* **PASSAGE TO READ**:

BEGIN

# Dog afraid of house



## Riverdiva (May 1, 2007)

Our dog Neva (pit/chow) is like our child. She's 7 years old and never had any problems being left at home all day, etc. We go to the river every weekend and she's inside the house in the A/C all day when it's too hot for her on the boat. Never gives us any greif. We would leave her alone all day at our last house and she was also fine there. We moved into our current home a little over a year ago and she hasn't liked the place since day 1. I'm not sure what it is but she's afraid of something. 

She sleeps in the closet once it gets dark and comes back out when the sun comes up. She has eaten screens, ripped up my vertical blinds on numerous occasions, pushed screens out and jumped out of bottom floor windows. We tried leaving her in the backyard and she started jumping the fence and laying on the front driveway till we got home. We started making sure all of the windows were closed and one day my roommate forgot to close his window on the second story. She pushed out the screen and jumped out the second story window. He had said she was acting very strange, practically crawling on her belly following him around the house, however he forgot his phone when he left and didn't make an effort to call and worn us. She didn't hurt herself...just shattered her duclaw. Since then my boyfriend has been taking her to work with him to avoid the heartache. She is also very attached to him and is getting more attached as she grows older. She recently had a stroke and has been recovering from that (blood pressure pills, vet visits, etc). So I would venture to say she's been a little more than spoiled lately. Nevertheless, my boyfriend left town this week for business and we had it worked out where I went to work and around 9:30 or so my boyfriends mother would come pick up Neva and keep her all day and I would pick her up after work. Well I left around 8 and she was acting very pushy trying to come with me this morning. My new roommate left after us and didn't think about the window rule. I got a call around 9 from a neighbor that saw her plunge again from the same second story window, then proceed to jump our fence and run off down the street. I rushed home from work and found her shortly after. She found an open garage that nobody was in and layed on a couch to wait for her ride. She was not hurt again, just shattered a back nail.

END

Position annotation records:
BEGIN

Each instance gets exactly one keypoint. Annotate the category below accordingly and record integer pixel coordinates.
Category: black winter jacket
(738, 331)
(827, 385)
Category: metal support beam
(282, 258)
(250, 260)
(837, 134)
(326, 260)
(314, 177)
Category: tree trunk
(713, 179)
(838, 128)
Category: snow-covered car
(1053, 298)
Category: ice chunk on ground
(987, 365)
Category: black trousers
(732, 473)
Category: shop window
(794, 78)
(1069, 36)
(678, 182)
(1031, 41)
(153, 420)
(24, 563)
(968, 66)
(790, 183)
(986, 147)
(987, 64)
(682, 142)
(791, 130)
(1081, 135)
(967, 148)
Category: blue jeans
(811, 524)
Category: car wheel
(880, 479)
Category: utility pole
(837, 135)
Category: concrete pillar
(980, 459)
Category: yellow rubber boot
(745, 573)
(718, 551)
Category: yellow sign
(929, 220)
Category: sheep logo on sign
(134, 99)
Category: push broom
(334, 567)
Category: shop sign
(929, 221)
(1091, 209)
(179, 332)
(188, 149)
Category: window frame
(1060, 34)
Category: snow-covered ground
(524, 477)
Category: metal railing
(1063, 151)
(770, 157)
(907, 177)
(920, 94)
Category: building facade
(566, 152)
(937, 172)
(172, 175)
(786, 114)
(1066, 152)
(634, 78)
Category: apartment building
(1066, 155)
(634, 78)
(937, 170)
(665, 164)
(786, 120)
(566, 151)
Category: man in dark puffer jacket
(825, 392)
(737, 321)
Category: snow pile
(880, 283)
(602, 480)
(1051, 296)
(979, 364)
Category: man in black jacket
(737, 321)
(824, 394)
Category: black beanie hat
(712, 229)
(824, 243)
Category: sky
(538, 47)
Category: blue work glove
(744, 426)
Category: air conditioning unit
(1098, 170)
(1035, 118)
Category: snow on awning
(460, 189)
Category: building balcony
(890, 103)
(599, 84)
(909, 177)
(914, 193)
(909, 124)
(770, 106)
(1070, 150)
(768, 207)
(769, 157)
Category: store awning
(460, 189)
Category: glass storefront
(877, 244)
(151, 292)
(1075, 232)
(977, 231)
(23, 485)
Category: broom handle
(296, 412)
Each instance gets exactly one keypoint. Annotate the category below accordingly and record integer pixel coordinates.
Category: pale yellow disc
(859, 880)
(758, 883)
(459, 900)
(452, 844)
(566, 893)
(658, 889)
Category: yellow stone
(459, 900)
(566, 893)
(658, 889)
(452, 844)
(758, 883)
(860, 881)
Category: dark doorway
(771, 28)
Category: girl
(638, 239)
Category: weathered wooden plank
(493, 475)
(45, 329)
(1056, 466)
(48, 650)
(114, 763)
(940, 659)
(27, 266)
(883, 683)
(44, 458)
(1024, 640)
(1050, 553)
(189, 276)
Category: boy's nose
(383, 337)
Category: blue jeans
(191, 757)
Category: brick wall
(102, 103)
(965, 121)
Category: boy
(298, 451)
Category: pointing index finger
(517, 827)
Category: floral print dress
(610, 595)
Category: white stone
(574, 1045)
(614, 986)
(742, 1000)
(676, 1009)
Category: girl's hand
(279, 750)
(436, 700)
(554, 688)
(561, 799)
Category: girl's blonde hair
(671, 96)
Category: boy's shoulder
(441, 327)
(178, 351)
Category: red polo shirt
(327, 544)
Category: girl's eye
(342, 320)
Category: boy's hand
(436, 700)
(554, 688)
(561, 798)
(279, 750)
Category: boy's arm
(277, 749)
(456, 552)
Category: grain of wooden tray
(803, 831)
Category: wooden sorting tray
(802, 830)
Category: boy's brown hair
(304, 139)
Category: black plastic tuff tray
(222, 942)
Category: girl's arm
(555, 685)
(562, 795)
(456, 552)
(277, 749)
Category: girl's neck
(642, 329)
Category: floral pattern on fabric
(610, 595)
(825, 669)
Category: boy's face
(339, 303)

END

* **WHAT IS REQUIRED**:
In two sentences, summarize the forum post about the dog afraid of the house.

* **CORRECT OUTPUT**:
Neva, a seven-year-old pit/chow who had no trouble being left alone at the previous house, has been afraid of the current home since moving in over a year ago: she sleeps in the closet after dark, has eaten and pushed out screens, ripped up blinds, jumped the backyard fence, and twice leaped from a second-story window left open by a roommate. Neither fall hurt her beyond a shattered claw and a shattered back nail, and after the second one she was found lying on a couch in an empty open garage.